### WHAT THE TASK REQUIRES
Pick up the article on Northmarq's triple net lease report from where it stops and continue it.

### TEXT PASSAGE
....
Northmarq in GlobeSt.: Triple net lease listings are up

Originally published in GlobeSt.

The April letter about triple net lease from Northmarq’s Chris Lomuto shows, as he put it, a “mixed bag of results.”

Top observation is that the average closing cap rate for the month ending March 31, 2024, was about 6.60%, or roughly 95 basis points up from the depths of July 2022. It’s also down nearly 20 basis points from December 2023.

But the evening out bears the classic problem of looking at averages rather than data distributions. As Lomuto noted, the deals with higher closing caps had offset those with lower closing caps.

“What does that mean for pricing on a given deal?” he wrote. “The truth is whether you’re buying or selling right now, you really have to look at each deal individually and compare it to what else is on the market, to understand what kind of pricing may be possible.”

Looking at 60-day ranges to account for reporting delays, January 2024 looked roughly the same as January 2023. But the surrounding data doesn’t. December 2023 looked “fairly anemic” compared to the previous two years. Looking at a graph of data, swings (measures of volatility) and amplitude (measures of activity) have been compressing for several years. That raises the question of what the coming year might look like in comparison.
....
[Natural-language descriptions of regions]
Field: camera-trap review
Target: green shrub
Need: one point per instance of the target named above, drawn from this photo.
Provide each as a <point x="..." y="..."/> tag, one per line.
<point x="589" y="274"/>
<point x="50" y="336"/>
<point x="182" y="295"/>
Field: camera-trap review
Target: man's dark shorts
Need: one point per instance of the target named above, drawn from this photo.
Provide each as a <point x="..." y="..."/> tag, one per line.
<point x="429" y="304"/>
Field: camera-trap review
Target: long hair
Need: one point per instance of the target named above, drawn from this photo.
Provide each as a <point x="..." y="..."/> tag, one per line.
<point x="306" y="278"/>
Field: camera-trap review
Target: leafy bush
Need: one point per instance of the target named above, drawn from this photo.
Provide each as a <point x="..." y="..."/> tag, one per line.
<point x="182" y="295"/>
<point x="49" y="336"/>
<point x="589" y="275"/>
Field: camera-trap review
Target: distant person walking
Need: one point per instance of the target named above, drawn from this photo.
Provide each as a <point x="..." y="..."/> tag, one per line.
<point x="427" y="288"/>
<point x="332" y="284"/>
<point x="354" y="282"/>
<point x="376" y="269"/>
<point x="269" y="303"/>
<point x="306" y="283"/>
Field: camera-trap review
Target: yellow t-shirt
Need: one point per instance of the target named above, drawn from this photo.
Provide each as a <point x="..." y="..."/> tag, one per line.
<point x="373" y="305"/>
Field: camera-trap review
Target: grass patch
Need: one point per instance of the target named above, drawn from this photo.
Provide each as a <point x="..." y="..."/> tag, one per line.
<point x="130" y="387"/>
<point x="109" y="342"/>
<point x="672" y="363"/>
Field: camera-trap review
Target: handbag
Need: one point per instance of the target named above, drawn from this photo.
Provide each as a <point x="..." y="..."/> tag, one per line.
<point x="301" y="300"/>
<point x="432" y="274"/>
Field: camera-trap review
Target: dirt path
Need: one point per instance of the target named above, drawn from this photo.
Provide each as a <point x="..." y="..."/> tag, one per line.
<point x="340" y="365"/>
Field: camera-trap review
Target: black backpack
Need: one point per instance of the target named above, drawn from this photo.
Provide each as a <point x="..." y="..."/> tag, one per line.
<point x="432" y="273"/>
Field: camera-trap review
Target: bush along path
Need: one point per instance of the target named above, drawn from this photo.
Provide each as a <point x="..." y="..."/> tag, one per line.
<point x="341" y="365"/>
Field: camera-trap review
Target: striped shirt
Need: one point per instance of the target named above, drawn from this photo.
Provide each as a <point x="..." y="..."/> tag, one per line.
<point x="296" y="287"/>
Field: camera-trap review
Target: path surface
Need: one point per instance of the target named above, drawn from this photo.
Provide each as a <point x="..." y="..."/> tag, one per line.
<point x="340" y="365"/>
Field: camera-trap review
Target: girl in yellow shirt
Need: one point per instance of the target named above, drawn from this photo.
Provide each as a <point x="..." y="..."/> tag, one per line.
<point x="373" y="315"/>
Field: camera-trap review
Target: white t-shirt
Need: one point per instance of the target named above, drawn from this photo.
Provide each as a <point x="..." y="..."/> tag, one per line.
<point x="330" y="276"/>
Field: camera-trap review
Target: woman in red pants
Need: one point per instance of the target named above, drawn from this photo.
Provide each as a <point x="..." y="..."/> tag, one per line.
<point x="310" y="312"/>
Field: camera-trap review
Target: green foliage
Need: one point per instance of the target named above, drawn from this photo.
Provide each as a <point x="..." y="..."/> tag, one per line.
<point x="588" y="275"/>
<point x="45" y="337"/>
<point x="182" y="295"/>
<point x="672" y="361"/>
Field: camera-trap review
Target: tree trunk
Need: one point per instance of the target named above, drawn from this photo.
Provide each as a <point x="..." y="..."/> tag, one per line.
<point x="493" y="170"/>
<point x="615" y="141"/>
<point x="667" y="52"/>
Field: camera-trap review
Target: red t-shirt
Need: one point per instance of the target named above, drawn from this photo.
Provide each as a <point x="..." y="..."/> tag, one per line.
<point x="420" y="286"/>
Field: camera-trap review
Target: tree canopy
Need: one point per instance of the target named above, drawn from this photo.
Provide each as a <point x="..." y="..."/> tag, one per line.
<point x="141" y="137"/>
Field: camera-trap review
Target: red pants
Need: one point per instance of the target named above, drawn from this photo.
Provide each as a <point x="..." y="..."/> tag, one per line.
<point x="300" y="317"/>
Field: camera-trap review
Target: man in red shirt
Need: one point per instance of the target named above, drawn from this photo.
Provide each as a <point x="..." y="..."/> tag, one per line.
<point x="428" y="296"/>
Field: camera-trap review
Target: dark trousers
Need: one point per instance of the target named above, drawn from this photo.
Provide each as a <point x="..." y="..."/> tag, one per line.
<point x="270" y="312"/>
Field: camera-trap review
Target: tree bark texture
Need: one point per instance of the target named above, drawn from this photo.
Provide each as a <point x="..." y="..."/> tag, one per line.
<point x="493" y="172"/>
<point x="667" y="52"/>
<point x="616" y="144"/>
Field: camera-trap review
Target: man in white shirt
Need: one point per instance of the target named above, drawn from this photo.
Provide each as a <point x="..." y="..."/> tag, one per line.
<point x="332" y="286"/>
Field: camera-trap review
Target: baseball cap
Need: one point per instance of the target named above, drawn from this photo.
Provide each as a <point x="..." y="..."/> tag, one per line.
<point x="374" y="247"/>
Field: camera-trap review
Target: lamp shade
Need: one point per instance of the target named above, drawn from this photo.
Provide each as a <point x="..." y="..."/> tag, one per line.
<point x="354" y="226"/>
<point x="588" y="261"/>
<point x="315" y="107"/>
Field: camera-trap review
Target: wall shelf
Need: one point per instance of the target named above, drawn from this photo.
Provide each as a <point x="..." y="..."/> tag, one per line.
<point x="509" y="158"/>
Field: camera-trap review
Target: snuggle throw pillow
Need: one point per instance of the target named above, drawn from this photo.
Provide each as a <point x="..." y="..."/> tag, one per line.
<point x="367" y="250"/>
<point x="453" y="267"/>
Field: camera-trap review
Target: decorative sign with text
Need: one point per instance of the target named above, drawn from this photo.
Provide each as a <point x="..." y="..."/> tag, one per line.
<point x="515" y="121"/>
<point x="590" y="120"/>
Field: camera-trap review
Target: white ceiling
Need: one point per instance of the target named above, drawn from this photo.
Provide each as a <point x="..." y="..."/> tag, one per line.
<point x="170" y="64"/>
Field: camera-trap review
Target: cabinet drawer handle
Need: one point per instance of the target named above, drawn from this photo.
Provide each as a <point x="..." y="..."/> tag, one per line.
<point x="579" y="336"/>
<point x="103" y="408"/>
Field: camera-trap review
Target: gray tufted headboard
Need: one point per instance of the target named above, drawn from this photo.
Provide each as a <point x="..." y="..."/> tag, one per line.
....
### RESULT OF THE EXERCISE
Average asking cap rates were roughly back to where they were in February 2020, before all hell broke loose. That’s 102 basis points above the low of May 2022.

Lomuto also noted a needed shift in perspective in measuring triple net lease against other metrics, particularly against the S&P 500, which is important if you want to understand where investors might prefer to focus. He said that “while stock prices have clearly risen relative to trailing earnings, companies like NVIDIA are being bid up on expected future earnings.”

Instead of using equities as a reasonable comparable, treasuries and borrowing rates might be more apt, except “those spreads have not really normalized yet.”

Lomuto sees a lot in the data “symptomatic of macroeconomic uncertainty, thin trading volumes, and more noise in the data.” This is a case of time eventually telling.

Listing activity was up about 27% compared to 2023. Ads are coming down about 26% faster than at the same time as last year. Again, hard to tell now whether that is good news or sellers pulling out faster, but it could be a sign of faster transactions.

Also, triple net inventory has seen 3.5% to 4% in each of the last two months. “If that type of growth repeats in April, it may push us past the inventory peak we saw in November.”

The story was written by Erik Sherman and appeared on GlobeSt.com on April 23, 2024. © 2024 ALM Global Properties, LLC. All rights reserved.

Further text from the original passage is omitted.